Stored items
::::
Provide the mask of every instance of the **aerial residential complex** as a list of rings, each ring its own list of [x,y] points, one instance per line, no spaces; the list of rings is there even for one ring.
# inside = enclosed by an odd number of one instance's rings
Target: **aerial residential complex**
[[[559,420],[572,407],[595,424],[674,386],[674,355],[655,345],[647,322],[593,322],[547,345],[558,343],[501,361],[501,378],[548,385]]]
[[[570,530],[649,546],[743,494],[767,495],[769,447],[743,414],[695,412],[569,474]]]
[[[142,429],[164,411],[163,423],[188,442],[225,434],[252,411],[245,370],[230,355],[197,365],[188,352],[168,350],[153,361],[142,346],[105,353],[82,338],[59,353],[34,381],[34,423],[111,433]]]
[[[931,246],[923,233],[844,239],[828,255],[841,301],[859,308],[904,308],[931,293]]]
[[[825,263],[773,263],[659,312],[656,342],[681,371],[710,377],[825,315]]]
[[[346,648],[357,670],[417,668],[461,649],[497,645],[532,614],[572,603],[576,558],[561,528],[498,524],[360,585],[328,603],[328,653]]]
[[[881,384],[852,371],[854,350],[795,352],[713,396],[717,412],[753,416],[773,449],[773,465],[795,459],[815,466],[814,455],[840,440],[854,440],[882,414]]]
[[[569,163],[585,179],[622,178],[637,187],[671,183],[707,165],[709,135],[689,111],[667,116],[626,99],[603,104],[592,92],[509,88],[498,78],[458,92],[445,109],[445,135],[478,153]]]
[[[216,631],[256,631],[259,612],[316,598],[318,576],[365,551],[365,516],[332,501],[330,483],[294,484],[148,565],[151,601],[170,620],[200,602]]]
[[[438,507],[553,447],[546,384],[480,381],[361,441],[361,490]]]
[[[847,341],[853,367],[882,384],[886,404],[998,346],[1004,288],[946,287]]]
::::
PROBLEM TO SOLVE: Return every line above that contains the word "rings". Case counts.

RESPONSE:
Provide the mask of every instance of the **aerial residential complex** as a list of rings, each ring its own list of [x,y] points, one instance per line, no spaces; the list of rings is there even for one ring.
# inside = enclosed by an odd number of one instance's rings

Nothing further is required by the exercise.